* [AIM]: Transcribe all the entries word for word, skipping the pictures.
╭─ SUPPLIED MATERIAL
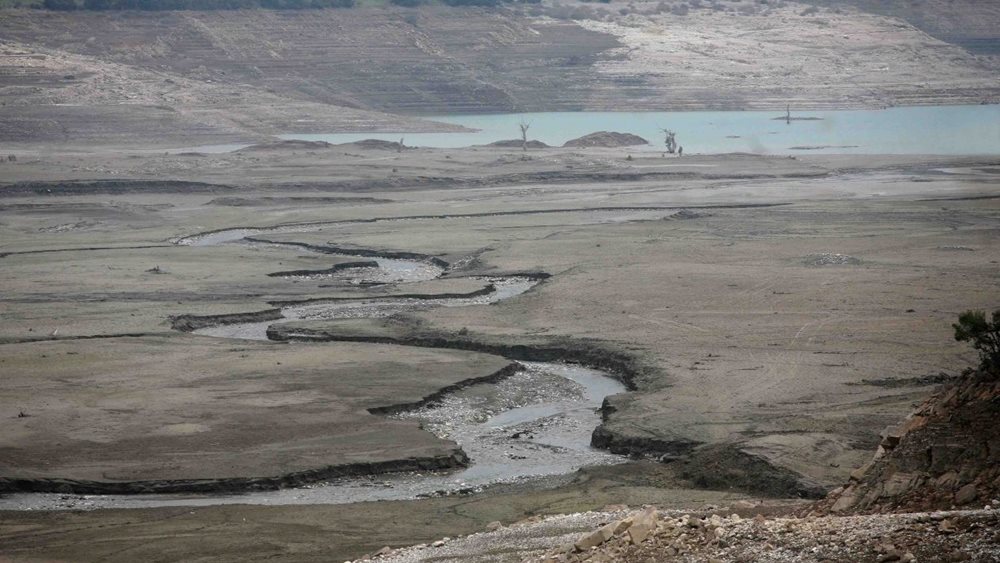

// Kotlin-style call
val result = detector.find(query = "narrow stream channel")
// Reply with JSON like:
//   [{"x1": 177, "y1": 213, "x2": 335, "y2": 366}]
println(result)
[{"x1": 0, "y1": 227, "x2": 626, "y2": 510}]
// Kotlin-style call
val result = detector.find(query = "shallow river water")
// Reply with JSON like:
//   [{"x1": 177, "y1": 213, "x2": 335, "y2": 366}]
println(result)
[{"x1": 0, "y1": 227, "x2": 625, "y2": 510}]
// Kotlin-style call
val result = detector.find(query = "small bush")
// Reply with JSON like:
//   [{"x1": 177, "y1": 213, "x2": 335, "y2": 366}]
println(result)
[{"x1": 951, "y1": 309, "x2": 1000, "y2": 373}]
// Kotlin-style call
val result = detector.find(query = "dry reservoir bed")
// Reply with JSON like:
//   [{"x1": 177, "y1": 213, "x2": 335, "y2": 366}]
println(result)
[{"x1": 0, "y1": 151, "x2": 1000, "y2": 556}]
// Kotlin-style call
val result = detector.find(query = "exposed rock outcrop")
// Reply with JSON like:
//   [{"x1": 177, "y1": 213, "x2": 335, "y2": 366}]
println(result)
[
  {"x1": 819, "y1": 371, "x2": 1000, "y2": 513},
  {"x1": 563, "y1": 131, "x2": 649, "y2": 147},
  {"x1": 486, "y1": 139, "x2": 549, "y2": 149}
]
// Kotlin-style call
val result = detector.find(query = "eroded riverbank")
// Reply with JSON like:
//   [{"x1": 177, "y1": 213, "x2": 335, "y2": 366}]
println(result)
[{"x1": 0, "y1": 224, "x2": 625, "y2": 510}]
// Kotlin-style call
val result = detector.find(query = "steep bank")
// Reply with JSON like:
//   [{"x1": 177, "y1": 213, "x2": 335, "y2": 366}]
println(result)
[{"x1": 818, "y1": 371, "x2": 1000, "y2": 513}]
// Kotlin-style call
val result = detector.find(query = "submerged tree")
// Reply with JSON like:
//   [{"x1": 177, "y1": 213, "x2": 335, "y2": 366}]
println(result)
[
  {"x1": 660, "y1": 129, "x2": 677, "y2": 154},
  {"x1": 951, "y1": 309, "x2": 1000, "y2": 373},
  {"x1": 517, "y1": 120, "x2": 531, "y2": 152}
]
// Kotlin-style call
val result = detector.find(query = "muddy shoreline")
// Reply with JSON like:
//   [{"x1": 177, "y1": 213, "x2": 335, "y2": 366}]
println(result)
[{"x1": 0, "y1": 448, "x2": 469, "y2": 495}]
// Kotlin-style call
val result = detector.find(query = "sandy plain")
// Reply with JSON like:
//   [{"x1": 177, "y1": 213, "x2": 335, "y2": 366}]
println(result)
[{"x1": 0, "y1": 147, "x2": 1000, "y2": 560}]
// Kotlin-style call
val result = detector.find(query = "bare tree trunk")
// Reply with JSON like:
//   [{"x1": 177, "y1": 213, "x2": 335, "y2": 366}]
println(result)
[{"x1": 518, "y1": 121, "x2": 531, "y2": 152}]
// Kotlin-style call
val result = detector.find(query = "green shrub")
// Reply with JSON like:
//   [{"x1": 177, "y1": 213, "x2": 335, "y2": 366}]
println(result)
[{"x1": 951, "y1": 309, "x2": 1000, "y2": 373}]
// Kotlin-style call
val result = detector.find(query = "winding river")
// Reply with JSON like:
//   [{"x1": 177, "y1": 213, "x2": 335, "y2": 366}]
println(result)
[{"x1": 0, "y1": 225, "x2": 625, "y2": 510}]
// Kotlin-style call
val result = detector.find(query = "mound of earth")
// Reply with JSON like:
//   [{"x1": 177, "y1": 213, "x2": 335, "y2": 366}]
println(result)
[
  {"x1": 341, "y1": 139, "x2": 410, "y2": 151},
  {"x1": 486, "y1": 139, "x2": 549, "y2": 149},
  {"x1": 563, "y1": 131, "x2": 649, "y2": 147},
  {"x1": 821, "y1": 371, "x2": 1000, "y2": 513},
  {"x1": 237, "y1": 139, "x2": 333, "y2": 152}
]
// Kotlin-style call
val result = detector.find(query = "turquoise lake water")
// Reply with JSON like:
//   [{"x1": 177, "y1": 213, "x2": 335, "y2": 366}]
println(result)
[{"x1": 281, "y1": 105, "x2": 1000, "y2": 155}]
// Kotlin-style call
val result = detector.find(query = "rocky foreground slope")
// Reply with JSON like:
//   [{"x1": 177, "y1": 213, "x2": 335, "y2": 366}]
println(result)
╰─
* [RIGHT ANSWER]:
// Kotlin-style call
val result = detector.find(query = "narrow stream channel")
// Reply with JSON like:
//   [{"x1": 177, "y1": 213, "x2": 335, "y2": 366}]
println(result)
[{"x1": 0, "y1": 227, "x2": 626, "y2": 510}]
// Kotlin-style call
val result = detector.find(query = "shallow river water")
// Reply with JSON like:
//   [{"x1": 177, "y1": 213, "x2": 335, "y2": 366}]
println(result)
[{"x1": 0, "y1": 227, "x2": 625, "y2": 510}]
// Kotlin-style call
val result = detector.find(query = "small bush")
// Reply with JSON like:
//   [{"x1": 177, "y1": 213, "x2": 335, "y2": 366}]
println(result)
[{"x1": 951, "y1": 309, "x2": 1000, "y2": 373}]
// Kotlin-style call
val result = detector.find(query = "dry reservoir bed")
// Reply with JSON like:
//   [{"x1": 177, "y1": 213, "x2": 335, "y2": 366}]
println(result)
[{"x1": 0, "y1": 151, "x2": 1000, "y2": 556}]
// Kotlin-style call
val result = detector.find(query = "exposed rock outcrop")
// Reply with JSON like:
//   [{"x1": 177, "y1": 213, "x2": 335, "y2": 366}]
println(result)
[
  {"x1": 819, "y1": 371, "x2": 1000, "y2": 513},
  {"x1": 563, "y1": 131, "x2": 649, "y2": 147},
  {"x1": 486, "y1": 139, "x2": 549, "y2": 149}
]
// Kotlin-style call
val result = detector.find(query = "eroded riverbank")
// Reply with JSON like:
//   [{"x1": 177, "y1": 213, "x2": 335, "y2": 366}]
println(result)
[{"x1": 0, "y1": 224, "x2": 625, "y2": 510}]
// Kotlin-style call
val result = detector.find(query = "steep bank")
// Reply with JSON like:
//   [{"x1": 177, "y1": 213, "x2": 335, "y2": 366}]
println(result)
[{"x1": 818, "y1": 371, "x2": 1000, "y2": 513}]
// Kotlin-style call
val result = detector.find(query = "submerged tree")
// Reply with JSON like:
//   [{"x1": 177, "y1": 213, "x2": 335, "y2": 366}]
println(result)
[
  {"x1": 660, "y1": 129, "x2": 677, "y2": 154},
  {"x1": 951, "y1": 309, "x2": 1000, "y2": 373},
  {"x1": 517, "y1": 120, "x2": 531, "y2": 152}
]
// Kotlin-style call
val result = detector.find(query = "muddy shoreline")
// Reply with JSON like:
//   [{"x1": 177, "y1": 213, "x2": 335, "y2": 366}]
println(result)
[{"x1": 0, "y1": 448, "x2": 469, "y2": 495}]
// Kotlin-style call
val result = detector.find(query = "sandy plain")
// Reply with JSON like:
//   [{"x1": 177, "y1": 213, "x2": 335, "y2": 366}]
println(result)
[{"x1": 0, "y1": 147, "x2": 1000, "y2": 560}]
// Kotlin-style call
val result = detector.find(query = "bare tree trunk")
// Reply with JSON like:
//   [{"x1": 177, "y1": 213, "x2": 335, "y2": 366}]
println(result)
[{"x1": 518, "y1": 121, "x2": 531, "y2": 152}]
// Kotlin-style call
val result = detector.find(query = "green shrub")
// Reply with JSON like:
//   [{"x1": 177, "y1": 213, "x2": 335, "y2": 366}]
println(result)
[{"x1": 951, "y1": 309, "x2": 1000, "y2": 373}]
// Kotlin-style call
val result = detector.find(query = "winding river")
// Reply with JSON like:
//   [{"x1": 177, "y1": 213, "x2": 335, "y2": 366}]
println(result)
[{"x1": 0, "y1": 225, "x2": 625, "y2": 510}]
// Kotlin-style call
val result = detector.find(query = "mound of earth")
// Reply with JSON like:
//   [{"x1": 177, "y1": 213, "x2": 335, "y2": 366}]
println(result)
[
  {"x1": 341, "y1": 139, "x2": 410, "y2": 151},
  {"x1": 486, "y1": 139, "x2": 549, "y2": 149},
  {"x1": 563, "y1": 131, "x2": 649, "y2": 147},
  {"x1": 821, "y1": 371, "x2": 1000, "y2": 513},
  {"x1": 237, "y1": 139, "x2": 333, "y2": 152}
]
// Kotlin-style call
val result = detector.find(query = "turquoise lake water")
// Reply with JSON like:
//   [{"x1": 177, "y1": 213, "x2": 335, "y2": 366}]
println(result)
[{"x1": 281, "y1": 105, "x2": 1000, "y2": 155}]
// Kotlin-style call
val result = detector.find(query = "rocky foreground slope")
// Reply with JSON like:
//   [{"x1": 177, "y1": 213, "x2": 335, "y2": 366}]
println(result)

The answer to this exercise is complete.